**Stated exercise:** Output nothing but the lines from the line with "task | place one marker on every instance of the ponytail" through the end of the listing below, both ends included.

━━━ Dataset records ━━━

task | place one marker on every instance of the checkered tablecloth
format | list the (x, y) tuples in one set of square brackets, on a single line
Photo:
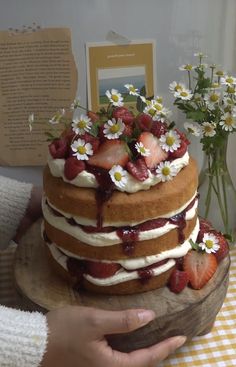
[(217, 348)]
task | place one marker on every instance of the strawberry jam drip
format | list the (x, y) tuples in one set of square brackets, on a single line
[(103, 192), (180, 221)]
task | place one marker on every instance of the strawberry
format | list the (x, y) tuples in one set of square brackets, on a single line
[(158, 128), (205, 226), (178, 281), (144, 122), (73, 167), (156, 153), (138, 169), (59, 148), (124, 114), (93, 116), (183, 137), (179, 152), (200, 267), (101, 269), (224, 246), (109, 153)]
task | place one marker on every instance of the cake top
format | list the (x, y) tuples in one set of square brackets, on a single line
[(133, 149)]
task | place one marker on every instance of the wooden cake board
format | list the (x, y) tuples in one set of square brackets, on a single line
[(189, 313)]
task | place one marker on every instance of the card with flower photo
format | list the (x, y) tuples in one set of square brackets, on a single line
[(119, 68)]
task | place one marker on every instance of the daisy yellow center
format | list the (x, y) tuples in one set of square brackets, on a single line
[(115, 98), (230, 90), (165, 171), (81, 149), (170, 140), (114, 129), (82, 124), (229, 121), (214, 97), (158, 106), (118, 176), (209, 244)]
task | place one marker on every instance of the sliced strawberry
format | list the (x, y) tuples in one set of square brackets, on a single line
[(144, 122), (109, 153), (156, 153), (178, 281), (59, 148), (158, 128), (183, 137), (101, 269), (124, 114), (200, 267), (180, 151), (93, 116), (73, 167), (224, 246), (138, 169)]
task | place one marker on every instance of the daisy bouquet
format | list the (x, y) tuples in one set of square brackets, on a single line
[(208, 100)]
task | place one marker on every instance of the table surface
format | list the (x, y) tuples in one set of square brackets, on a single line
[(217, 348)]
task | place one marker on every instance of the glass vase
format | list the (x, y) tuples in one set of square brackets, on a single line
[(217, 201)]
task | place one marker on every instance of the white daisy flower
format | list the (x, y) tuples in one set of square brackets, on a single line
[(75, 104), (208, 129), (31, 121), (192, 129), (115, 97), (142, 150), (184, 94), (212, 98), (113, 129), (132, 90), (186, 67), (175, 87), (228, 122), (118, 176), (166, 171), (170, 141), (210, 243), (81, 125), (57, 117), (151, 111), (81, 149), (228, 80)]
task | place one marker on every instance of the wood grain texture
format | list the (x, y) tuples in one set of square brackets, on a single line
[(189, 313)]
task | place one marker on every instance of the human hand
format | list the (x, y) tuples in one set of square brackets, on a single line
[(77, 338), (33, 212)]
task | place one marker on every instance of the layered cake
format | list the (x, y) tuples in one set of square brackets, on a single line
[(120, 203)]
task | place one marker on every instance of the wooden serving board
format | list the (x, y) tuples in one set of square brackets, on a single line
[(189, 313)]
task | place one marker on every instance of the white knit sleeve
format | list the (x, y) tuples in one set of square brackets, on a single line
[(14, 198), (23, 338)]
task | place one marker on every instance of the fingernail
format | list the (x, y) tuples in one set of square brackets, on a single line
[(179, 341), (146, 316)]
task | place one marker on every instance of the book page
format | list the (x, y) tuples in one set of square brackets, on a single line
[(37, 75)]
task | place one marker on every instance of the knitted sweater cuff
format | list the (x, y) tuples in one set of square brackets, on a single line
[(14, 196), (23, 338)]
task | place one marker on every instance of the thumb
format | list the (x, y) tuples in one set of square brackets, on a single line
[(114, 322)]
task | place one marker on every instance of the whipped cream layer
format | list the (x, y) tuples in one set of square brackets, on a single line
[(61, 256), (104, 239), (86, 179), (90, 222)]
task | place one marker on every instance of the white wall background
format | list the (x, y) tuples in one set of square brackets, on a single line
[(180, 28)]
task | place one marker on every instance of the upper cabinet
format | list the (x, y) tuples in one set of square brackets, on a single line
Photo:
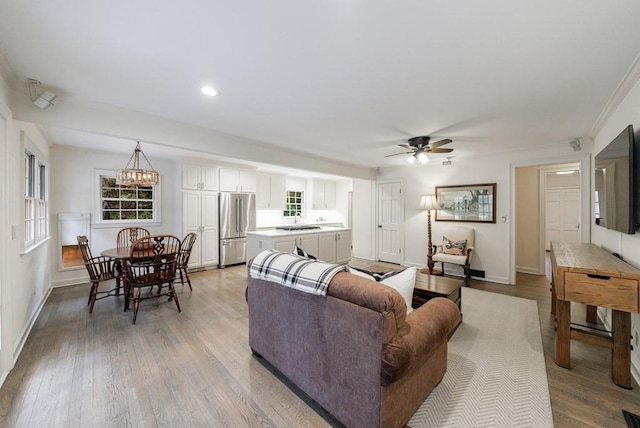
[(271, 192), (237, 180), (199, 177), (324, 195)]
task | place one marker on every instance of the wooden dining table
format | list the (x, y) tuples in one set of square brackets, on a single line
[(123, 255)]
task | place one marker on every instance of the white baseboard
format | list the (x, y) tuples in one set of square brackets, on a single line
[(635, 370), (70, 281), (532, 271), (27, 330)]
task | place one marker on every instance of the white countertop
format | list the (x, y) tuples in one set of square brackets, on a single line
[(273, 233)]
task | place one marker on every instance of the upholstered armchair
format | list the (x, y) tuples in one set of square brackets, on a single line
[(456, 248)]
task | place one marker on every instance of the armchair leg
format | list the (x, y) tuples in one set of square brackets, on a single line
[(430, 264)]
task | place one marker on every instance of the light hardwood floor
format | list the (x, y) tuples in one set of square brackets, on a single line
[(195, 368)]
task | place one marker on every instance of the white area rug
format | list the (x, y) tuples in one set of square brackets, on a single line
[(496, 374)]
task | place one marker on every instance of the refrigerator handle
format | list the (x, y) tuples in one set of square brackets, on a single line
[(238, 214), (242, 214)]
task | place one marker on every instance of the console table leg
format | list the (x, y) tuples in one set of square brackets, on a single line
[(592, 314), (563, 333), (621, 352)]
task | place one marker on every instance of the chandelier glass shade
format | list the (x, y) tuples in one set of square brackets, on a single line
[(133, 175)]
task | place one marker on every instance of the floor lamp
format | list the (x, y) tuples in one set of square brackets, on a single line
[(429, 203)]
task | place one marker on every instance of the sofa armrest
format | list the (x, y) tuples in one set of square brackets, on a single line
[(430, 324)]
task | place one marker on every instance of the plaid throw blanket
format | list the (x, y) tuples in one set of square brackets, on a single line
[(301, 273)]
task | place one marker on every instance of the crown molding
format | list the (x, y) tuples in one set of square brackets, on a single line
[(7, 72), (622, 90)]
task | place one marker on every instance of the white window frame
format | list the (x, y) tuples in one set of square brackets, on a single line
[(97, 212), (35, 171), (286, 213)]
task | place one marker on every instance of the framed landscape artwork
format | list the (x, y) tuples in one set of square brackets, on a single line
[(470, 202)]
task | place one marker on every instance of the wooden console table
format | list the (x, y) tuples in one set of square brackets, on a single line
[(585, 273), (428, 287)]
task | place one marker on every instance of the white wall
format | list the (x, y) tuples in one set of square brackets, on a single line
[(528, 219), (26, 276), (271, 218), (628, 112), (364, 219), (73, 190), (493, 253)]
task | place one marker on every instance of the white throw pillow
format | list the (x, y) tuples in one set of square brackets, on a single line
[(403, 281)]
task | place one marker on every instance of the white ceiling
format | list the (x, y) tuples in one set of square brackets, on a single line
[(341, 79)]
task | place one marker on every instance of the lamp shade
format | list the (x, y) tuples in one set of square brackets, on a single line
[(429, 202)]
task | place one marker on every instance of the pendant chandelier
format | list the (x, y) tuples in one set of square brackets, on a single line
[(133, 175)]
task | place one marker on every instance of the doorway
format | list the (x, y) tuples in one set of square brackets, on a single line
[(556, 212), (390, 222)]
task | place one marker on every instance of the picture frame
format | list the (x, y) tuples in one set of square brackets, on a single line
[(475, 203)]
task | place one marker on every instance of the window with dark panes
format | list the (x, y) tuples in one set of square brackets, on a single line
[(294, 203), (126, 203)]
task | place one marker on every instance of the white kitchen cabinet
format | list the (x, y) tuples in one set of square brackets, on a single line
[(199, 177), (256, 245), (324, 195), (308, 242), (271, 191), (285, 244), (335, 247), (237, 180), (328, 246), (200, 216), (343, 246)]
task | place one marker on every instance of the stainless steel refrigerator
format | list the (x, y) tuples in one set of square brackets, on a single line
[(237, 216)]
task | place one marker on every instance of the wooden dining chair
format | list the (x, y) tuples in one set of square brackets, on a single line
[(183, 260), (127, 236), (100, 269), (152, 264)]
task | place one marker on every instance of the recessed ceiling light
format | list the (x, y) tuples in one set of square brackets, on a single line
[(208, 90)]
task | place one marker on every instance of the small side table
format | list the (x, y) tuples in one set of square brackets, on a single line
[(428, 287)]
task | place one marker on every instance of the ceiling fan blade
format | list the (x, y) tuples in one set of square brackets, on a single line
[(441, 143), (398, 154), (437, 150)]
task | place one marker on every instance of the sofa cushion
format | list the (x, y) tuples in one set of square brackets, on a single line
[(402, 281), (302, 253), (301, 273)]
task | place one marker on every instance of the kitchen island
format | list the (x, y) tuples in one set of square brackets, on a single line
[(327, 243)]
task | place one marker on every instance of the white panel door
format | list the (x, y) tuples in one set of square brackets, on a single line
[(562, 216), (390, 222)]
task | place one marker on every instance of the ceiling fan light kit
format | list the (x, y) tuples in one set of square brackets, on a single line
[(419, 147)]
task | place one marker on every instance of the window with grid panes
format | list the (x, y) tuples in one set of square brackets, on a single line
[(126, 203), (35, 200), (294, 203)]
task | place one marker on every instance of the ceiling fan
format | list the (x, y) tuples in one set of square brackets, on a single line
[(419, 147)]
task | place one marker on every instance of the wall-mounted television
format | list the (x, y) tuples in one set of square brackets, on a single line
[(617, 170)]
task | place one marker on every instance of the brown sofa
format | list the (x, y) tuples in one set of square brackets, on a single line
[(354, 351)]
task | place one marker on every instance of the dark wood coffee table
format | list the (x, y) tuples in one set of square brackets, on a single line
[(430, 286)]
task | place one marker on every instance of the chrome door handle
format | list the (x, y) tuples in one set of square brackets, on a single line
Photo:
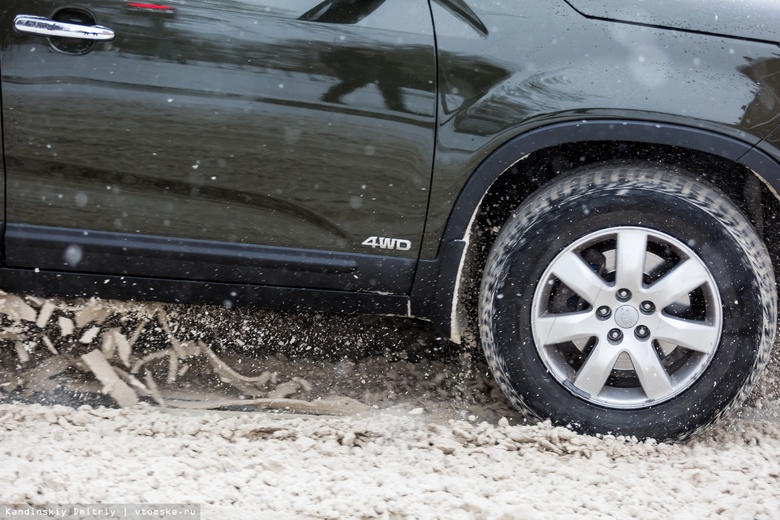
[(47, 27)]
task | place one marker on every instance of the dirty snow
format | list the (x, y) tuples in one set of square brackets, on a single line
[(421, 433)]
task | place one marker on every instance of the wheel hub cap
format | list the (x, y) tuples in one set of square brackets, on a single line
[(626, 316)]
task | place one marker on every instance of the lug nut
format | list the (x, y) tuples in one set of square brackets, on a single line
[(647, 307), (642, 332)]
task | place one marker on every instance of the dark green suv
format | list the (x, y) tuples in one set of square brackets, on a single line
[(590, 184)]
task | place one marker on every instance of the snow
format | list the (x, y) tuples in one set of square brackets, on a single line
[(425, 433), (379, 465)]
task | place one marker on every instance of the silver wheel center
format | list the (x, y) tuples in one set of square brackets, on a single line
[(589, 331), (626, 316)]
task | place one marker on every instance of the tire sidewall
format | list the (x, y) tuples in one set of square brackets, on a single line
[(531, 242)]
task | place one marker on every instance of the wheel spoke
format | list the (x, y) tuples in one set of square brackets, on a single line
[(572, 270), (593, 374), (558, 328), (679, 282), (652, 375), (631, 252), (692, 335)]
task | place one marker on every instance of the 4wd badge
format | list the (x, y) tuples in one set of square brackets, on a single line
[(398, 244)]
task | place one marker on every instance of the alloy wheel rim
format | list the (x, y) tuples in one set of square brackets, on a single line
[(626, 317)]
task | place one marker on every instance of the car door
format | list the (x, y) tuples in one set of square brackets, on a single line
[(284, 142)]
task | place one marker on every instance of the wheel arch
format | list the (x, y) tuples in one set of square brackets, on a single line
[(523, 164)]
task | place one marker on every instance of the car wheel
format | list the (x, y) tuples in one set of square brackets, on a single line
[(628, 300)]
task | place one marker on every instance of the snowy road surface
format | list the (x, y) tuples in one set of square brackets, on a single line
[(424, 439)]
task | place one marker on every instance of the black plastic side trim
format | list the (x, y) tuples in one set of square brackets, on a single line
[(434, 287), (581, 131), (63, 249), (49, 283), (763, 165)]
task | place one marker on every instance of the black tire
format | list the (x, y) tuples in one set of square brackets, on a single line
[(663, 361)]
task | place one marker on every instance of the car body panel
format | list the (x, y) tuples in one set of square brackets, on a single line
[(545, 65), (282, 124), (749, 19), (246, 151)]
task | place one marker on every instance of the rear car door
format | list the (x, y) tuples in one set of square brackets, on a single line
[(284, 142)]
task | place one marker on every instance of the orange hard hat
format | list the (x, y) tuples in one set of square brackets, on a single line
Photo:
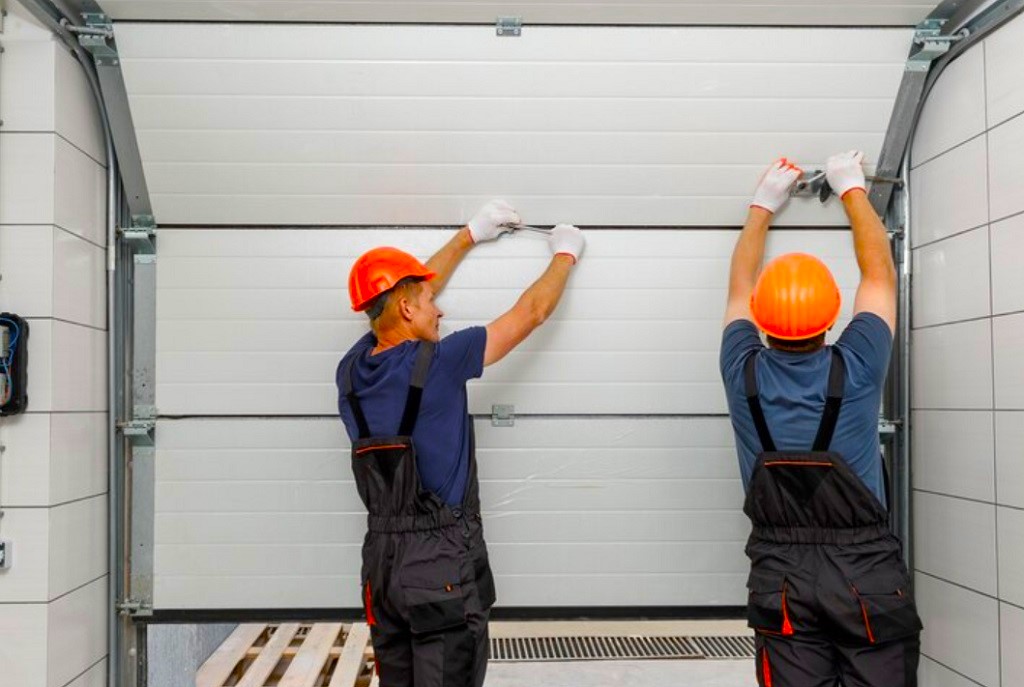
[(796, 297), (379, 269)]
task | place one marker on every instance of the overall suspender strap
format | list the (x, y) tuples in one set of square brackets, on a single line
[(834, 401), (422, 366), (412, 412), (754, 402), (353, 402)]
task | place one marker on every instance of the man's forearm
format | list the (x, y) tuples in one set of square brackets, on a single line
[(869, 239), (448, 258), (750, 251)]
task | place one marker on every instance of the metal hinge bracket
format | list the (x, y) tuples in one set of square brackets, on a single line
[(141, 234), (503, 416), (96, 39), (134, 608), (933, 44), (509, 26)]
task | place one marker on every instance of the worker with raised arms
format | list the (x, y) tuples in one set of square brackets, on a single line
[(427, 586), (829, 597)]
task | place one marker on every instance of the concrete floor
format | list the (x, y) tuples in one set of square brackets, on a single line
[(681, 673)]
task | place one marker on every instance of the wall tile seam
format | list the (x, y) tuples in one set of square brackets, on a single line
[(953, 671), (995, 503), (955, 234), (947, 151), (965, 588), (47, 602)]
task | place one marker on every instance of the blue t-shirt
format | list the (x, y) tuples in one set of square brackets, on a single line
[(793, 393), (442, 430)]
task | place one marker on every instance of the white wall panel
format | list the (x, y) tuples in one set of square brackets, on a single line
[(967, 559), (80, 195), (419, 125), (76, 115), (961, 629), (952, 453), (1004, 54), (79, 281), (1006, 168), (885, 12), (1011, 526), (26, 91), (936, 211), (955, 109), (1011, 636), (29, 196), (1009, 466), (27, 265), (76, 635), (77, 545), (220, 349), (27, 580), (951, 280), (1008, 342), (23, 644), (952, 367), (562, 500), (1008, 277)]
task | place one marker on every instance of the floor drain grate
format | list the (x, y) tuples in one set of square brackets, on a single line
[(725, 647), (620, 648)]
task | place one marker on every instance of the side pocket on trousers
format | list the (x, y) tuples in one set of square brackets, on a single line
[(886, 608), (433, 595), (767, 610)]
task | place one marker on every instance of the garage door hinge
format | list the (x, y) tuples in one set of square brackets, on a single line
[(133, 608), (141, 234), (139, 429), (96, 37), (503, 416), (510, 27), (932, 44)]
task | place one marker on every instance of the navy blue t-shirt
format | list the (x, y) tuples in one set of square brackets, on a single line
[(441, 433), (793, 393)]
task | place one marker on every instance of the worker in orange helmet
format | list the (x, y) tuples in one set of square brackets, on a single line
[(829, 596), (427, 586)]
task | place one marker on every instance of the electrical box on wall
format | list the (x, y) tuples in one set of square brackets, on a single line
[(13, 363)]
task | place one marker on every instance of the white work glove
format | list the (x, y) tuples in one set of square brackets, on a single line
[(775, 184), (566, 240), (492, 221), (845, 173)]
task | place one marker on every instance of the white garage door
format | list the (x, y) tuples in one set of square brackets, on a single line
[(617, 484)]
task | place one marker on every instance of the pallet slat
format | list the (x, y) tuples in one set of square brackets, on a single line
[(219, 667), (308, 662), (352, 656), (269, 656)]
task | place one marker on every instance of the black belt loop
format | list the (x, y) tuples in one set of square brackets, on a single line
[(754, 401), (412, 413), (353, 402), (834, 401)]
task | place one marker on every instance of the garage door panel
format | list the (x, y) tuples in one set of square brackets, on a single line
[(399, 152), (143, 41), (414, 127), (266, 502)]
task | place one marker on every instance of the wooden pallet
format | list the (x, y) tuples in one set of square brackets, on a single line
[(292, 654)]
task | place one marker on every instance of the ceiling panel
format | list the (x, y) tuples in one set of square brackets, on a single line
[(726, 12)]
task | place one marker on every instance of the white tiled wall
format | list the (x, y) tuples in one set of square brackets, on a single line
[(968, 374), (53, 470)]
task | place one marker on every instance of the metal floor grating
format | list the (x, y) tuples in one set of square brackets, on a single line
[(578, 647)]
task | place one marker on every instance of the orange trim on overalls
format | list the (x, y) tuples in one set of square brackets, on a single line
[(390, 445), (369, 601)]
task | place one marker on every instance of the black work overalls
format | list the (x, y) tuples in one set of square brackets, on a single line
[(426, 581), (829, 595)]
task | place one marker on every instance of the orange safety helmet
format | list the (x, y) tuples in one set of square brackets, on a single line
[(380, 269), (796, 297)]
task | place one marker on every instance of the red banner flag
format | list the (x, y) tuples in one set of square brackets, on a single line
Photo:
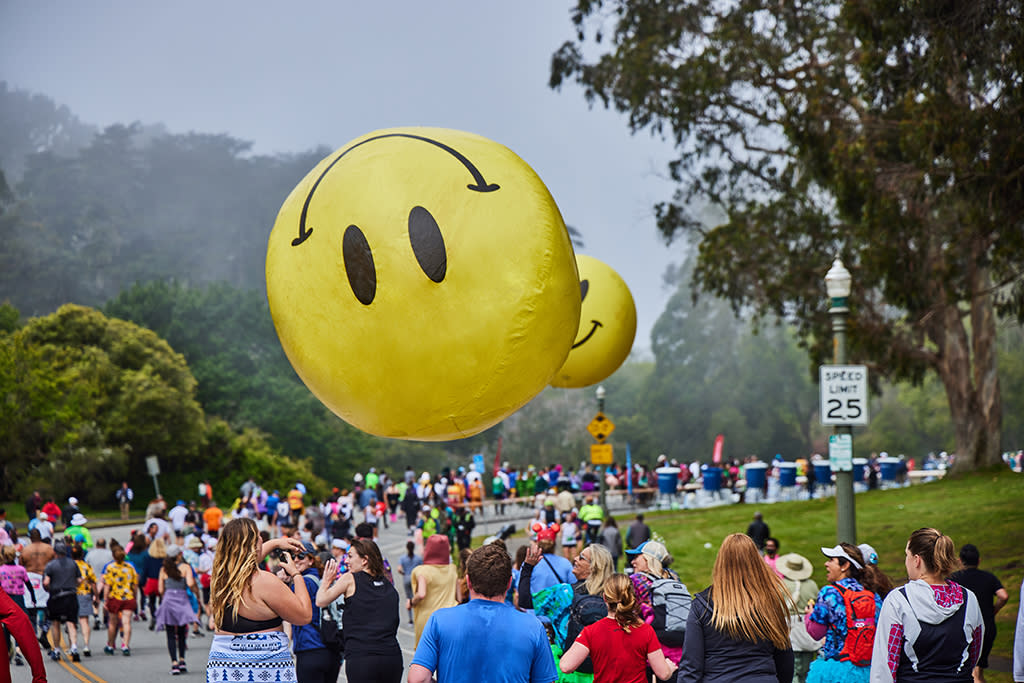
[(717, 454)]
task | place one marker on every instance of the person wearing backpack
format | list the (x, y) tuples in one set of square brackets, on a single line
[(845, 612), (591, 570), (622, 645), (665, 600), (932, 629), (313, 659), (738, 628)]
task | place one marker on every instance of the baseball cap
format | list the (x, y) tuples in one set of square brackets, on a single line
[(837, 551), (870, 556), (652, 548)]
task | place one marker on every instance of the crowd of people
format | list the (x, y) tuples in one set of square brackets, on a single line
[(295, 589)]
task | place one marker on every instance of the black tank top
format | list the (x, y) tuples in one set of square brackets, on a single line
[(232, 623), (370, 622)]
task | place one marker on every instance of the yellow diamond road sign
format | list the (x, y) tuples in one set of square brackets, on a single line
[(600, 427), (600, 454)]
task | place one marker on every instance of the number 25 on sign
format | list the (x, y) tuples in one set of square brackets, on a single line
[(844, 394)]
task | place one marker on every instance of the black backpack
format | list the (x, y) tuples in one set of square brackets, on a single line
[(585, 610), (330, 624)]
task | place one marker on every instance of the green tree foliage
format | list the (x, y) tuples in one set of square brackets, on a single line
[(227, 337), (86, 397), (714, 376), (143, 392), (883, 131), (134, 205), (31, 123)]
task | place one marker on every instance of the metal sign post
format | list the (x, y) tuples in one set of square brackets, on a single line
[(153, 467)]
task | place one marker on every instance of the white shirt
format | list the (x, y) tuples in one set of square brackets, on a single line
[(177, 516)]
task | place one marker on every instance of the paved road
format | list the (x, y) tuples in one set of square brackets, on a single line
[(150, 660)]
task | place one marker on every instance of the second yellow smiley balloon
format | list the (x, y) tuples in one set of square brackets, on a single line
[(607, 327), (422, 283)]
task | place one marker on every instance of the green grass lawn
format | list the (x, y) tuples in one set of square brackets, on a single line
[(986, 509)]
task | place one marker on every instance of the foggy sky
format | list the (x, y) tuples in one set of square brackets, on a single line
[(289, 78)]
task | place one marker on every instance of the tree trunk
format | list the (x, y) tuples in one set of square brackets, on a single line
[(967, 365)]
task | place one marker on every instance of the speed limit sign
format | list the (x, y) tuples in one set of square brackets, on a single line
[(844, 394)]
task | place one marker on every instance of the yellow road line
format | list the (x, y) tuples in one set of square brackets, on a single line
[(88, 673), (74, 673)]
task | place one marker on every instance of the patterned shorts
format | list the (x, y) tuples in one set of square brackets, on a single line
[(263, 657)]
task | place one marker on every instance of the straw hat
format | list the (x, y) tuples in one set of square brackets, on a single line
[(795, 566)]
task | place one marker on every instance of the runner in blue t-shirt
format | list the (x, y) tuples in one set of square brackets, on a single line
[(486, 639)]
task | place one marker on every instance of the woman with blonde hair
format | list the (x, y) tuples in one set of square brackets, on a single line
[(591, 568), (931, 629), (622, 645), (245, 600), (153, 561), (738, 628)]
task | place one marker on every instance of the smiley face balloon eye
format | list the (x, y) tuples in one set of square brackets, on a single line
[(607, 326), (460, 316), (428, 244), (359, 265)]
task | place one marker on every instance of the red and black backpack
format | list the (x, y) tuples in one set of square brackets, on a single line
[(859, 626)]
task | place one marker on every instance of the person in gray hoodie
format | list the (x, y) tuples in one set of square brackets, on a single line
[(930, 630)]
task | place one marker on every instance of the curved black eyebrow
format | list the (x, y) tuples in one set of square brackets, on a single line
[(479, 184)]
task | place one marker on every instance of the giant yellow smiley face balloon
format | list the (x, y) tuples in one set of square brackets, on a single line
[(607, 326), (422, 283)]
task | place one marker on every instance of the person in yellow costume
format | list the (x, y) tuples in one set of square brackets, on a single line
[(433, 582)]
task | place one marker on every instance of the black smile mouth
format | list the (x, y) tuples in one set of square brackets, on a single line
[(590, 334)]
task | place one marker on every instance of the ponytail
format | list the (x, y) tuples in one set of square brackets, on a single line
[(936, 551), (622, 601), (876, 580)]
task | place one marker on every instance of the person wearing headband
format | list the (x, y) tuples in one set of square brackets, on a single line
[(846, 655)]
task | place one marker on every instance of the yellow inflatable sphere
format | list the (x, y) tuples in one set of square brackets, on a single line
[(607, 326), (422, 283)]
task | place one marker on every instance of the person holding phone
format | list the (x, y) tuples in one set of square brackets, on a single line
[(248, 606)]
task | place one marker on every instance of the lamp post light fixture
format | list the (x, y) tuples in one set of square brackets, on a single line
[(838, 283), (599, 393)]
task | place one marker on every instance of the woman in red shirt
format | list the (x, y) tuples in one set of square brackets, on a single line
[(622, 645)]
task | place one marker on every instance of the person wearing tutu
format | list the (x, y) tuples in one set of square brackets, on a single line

━━━

**Written response:**
task | place one marker on every instance of the ponytail
format | list the (x, y) tuples in one set of square brackets, on a single line
[(936, 551), (622, 601), (876, 580)]
task | place one marker on every instance of the person wearing headband
format | list the (x, y) tuples in one set of square brackets, on a single line
[(846, 655)]
task | place one marker on every instance of the yellow inflatable sphere
format | list the (x, y) tuples in one set of square brackets, on a single line
[(607, 326), (422, 283)]
task | place one marker on every instance of the person holding phone
format | list the (x, y) tuples in one set of square brackets, on a single line
[(248, 606)]
task | place one marker on every instance of the lamp post light fixture
format | list the (x, y) tuples in one set of square brackets, on a single line
[(838, 283), (599, 393)]
task | place one marker on every instance of the woman in red shirt
format | list the (x, y) tuples in one set of square brackets, on a single line
[(622, 645)]
task | place one marker on every instance of the person wearing tutu
format | list the (x, y) tuples in one set of square brackets, on a single line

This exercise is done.